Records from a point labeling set
---
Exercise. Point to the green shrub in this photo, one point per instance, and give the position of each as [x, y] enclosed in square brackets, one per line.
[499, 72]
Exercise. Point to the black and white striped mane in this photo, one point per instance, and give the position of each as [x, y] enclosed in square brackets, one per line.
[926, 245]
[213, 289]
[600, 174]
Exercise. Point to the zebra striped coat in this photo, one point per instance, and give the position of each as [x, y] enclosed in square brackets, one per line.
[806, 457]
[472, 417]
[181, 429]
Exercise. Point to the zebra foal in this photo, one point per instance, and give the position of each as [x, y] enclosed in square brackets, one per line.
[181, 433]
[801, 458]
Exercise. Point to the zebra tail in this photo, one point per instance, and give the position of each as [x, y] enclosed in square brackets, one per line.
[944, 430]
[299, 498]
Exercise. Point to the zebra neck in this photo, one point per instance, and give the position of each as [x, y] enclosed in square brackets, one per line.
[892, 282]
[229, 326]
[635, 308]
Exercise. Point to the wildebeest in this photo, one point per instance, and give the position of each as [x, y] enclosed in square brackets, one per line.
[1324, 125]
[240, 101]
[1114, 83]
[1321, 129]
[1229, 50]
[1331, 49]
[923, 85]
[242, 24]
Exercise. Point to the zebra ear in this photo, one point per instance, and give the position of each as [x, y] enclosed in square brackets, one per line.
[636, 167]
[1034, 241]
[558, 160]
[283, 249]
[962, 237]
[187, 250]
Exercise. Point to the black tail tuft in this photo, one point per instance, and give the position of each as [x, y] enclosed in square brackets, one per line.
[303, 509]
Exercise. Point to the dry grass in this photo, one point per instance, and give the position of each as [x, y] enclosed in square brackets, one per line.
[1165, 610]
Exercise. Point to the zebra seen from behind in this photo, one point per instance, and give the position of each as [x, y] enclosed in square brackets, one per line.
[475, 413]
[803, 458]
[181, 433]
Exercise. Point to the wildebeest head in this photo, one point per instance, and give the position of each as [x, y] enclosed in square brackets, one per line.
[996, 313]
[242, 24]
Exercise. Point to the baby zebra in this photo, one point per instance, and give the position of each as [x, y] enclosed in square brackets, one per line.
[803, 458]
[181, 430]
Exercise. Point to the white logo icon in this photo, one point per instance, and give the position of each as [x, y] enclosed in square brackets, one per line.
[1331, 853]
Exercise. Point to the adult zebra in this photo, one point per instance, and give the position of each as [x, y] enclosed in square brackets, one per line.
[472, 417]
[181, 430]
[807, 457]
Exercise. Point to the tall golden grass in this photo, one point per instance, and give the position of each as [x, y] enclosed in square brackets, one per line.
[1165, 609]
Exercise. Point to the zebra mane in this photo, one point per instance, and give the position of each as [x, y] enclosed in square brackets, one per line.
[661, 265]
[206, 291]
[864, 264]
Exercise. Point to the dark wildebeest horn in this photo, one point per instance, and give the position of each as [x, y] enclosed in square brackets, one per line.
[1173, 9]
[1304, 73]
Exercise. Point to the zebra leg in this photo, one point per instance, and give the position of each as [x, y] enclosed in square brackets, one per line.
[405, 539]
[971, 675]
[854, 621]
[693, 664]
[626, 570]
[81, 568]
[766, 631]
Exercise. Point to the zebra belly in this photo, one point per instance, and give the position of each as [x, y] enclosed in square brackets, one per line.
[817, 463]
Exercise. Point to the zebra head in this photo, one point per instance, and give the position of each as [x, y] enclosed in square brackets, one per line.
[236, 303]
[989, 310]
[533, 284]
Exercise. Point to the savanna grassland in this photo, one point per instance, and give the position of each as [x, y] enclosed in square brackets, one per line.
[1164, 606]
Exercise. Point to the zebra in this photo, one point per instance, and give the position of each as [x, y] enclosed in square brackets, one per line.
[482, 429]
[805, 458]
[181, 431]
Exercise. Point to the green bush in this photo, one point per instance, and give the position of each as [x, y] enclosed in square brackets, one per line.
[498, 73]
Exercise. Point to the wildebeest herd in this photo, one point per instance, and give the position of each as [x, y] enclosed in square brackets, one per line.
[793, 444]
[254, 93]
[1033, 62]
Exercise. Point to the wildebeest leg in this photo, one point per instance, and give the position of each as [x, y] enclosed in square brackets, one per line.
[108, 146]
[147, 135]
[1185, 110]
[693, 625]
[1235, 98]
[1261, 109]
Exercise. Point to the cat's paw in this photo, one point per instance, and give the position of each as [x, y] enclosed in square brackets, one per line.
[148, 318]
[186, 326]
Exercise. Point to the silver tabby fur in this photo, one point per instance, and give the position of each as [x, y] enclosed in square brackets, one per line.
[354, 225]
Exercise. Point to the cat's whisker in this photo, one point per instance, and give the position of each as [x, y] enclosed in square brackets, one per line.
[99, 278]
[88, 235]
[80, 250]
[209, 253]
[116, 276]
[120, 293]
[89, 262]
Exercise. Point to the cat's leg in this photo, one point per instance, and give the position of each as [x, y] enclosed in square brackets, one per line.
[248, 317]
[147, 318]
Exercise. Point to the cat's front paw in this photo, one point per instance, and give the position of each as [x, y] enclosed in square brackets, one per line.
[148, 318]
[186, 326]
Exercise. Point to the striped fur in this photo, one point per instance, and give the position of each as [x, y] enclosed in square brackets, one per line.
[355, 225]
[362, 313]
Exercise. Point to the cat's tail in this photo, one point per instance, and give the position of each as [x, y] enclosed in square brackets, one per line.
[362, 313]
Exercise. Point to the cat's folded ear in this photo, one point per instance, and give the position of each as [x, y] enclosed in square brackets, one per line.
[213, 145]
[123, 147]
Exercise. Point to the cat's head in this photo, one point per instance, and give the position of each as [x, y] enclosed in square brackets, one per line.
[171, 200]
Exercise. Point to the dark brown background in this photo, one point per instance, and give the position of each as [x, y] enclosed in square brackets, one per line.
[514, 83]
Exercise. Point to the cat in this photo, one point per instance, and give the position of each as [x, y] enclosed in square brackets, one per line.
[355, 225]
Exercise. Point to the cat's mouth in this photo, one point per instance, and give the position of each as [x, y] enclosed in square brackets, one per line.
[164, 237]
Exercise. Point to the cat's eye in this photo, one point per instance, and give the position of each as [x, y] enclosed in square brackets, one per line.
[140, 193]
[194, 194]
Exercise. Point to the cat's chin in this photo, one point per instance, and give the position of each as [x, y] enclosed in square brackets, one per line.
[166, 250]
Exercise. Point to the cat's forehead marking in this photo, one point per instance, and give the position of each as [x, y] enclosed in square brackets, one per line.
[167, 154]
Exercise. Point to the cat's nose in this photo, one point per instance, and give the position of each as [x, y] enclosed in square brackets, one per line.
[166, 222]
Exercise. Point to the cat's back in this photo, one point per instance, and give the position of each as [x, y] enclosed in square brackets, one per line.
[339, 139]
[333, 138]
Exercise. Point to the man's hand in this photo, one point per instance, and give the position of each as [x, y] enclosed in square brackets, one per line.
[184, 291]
---
• **Given instruction**:
Transcribe the full listing above without leaving anything out.

• **Response**:
Exercise. Point to the green shrub in this photo, one point per instance, and give the position of each as [x, y] enclosed in square brackets, one per line.
[499, 72]
Exercise. Point to the black and white striped mane in this photo, one point per instance, and give the position of each as [x, y] enclosed in square brackets, one per line.
[926, 245]
[213, 289]
[600, 174]
Exercise. Point to the zebra striped coat in this photo, one point per instance, and give the position of each as [x, y] enclosed in square brackets, one per line.
[806, 457]
[472, 417]
[181, 429]
Exercise. Point to the zebra foal in this photo, one point per instance, and give the position of each as [x, y] enclosed in square brackets, one per line.
[181, 433]
[801, 458]
Exercise. Point to the zebra tail in this photo, one point per instance, and give the position of each as [x, y] enclosed in square brackets, one per line.
[944, 430]
[299, 498]
Exercise. Point to the zebra neck in this photo, one point per instance, and give the position of each as [x, y] enclosed in square brackets, one per line.
[892, 282]
[229, 326]
[635, 308]
Exercise. Point to the wildebeest in this photo, one point per instance, and give the position of each as [x, y] enclosed in square brackets, one per line.
[1324, 125]
[240, 101]
[1114, 83]
[1321, 129]
[1229, 50]
[1331, 49]
[923, 85]
[242, 24]
Exercise. Point to the zebra ear in this photo, one point per instance, and give the position of each as [x, y] enclosed in square brackets, one per line.
[636, 167]
[1034, 241]
[558, 160]
[283, 249]
[962, 237]
[187, 250]
Exercise. Point to the black tail tuft in this photo, one point per instance, and give the position of each as [x, y] enclosed in square brackets, one per line.
[303, 509]
Exercise. Point to the dry grass in this photo, one point per instance, and give the position of each as [x, y] enclosed in square brackets, one per line.
[1165, 610]
Exercise. Point to the zebra seen from behind in this photo, one point per instance, and give the position of each as [x, y] enclosed in square brackets, one per line.
[475, 413]
[803, 458]
[181, 433]
Exercise. Point to the wildebeest head in this photo, one point per instance, and give the position of each as [x, y] enclosed in square brackets, one per line.
[996, 313]
[242, 24]
Exercise. Point to the baby zebra in this photo, one point per instance, and give the position of each as [x, y] enclosed in square brackets, one per line.
[803, 458]
[181, 430]
Exercise. Point to the white logo icon in this photo, one point per instance, and give the position of each as [x, y] enclosed in square brackets, one per line.
[1331, 853]
Exercise. Point to the adult zebra in this photo, one point per instance, and give the position of each as [x, y] enclosed in square brackets, one per line.
[472, 417]
[181, 430]
[807, 457]
Exercise. Point to the tall golden grass in this photo, one point per instance, and give the position of each as [x, y] enclosed in square brackets, one per line.
[1165, 609]
Exercise. Point to the zebra mane in this photo, one point per instance, and give the position of each as [x, y] enclosed in square brackets, one per line.
[661, 265]
[206, 291]
[864, 264]
Exercise. Point to the dark wildebeest horn in this photo, one point per instance, and give the position of each as [x, y] enclosed in square brackets, one per line.
[1173, 9]
[1304, 73]
Exercise. Point to the zebra leg in this photo, one point per instance, and give the position of each as [x, y] enclosed in square brackets, one per line.
[405, 539]
[971, 675]
[854, 621]
[693, 664]
[626, 570]
[81, 568]
[766, 631]
Exercise. Point to the zebra belly in this photo, one point per instance, and give the position of each as [x, y] enclosed in square brackets, one per line.
[817, 463]
Exercise. Point to the zebra head in this photo, one point per instance, and give the position of each as [x, y] enclosed in square brackets, one per line.
[236, 303]
[989, 310]
[533, 284]
Exercise. Point to the savanna grassland in this photo, one point per instance, and give the position of each as [x, y] enclosed in square brackets, one per line.
[1164, 606]
Exercise. Point to the zebra in this photo, one point per instance, and give the position of each as [x, y] enclosed in square brackets, one per line.
[482, 429]
[805, 458]
[181, 431]
Exercise. Point to the green bush in this photo, one point per instance, and give the position of each as [x, y] enclosed in square brackets, one per line.
[498, 73]
Exercise. Point to the wildebeest herd in this photo, one point per instance, and give the position of each as [x, y] enclosed in square brackets, one per line.
[793, 444]
[254, 93]
[1033, 62]
Exercise. Point to the wildebeest leg in this photo, one point per instance, and give the position of each as [x, y] enclosed in square brackets, one per line.
[108, 146]
[147, 135]
[1185, 110]
[693, 625]
[1235, 98]
[1261, 109]
Exercise. Point to the cat's paw in this photo, one point per instance, and give the position of each as [x, y] enclosed in square brackets, one per line.
[148, 318]
[186, 326]
Exercise. Point to the silver tabby fur in this photo, one point per instance, and give the position of each as [x, y] enclosed in square brackets, one per line.
[354, 225]
Exercise. Point to the cat's whisker in this photo, one point per instance, and give the position of each as [x, y] enclosed in square brackets, one per line.
[99, 278]
[88, 235]
[80, 250]
[209, 253]
[116, 276]
[120, 293]
[89, 262]
Exercise. Point to the cat's leg in this photo, one point per instance, and give the position of each as [x, y] enclosed in square brackets, one per line.
[248, 317]
[147, 318]
Exercise. Point to the cat's front paw in this photo, one point per instance, and give the position of each as [x, y] enclosed in square brackets, one per line.
[148, 318]
[186, 326]
Exercise. Point to the striped fur in this photo, one point per instance, and give the position of each as [x, y] enclosed in square brackets, one per line.
[355, 225]
[362, 313]
Exercise. Point to the cat's tail in this photo, one point per instance, and give the position of each as [x, y] enclosed in square brackets, one per line.
[362, 313]
Exercise. Point to the cat's folded ear in this photo, one point per instance, and give the position of each as [x, y] enclosed in square brackets, one per line.
[213, 145]
[123, 147]
Exercise. Point to the cat's head in this photo, one point per instance, and give the position of each as [x, y] enclosed in square brackets, one per line.
[171, 200]
Exercise. Point to the dark brown background in this photo, one point per instance, and give the position of each as [x, y] enclosed in square brackets, one per line.
[514, 83]
Exercise. Point to the cat in this photo, one point per instance, and give the position of each as [x, y] enclosed in square brackets, one per line.
[355, 225]
Exercise. Point to the cat's mouth in this photo, one point per instance, and give the position of each as [x, y] enclosed in square brackets, one per line.
[164, 237]
Exercise. Point to the cat's eye in this photo, one point per instance, and give the position of each as [x, y] enclosed in square brackets, one per line.
[140, 193]
[194, 194]
Exercise. Point to the cat's chin in this photo, one point per instance, and give the position of each as [x, y] enclosed in square brackets, one per line.
[166, 250]
Exercise. Point to the cat's forehead marking in this photo, one point per instance, and give the position of each as [x, y] enclosed in square brackets, one per line.
[167, 154]
Exercise. Point to the cat's nose in this photo, one point per instance, and give the position of each as [x, y] enclosed in square brackets, one per line.
[166, 222]
Exercise. Point to the cat's back in this photo, one point per instance, and give the position of each as [x, y] enclosed in square brackets, one per line.
[339, 139]
[333, 138]
Exercise. Point to the man's hand in this photo, one point per instance, and give the position of each as [x, y] enclosed in square brackets, one per line.
[184, 291]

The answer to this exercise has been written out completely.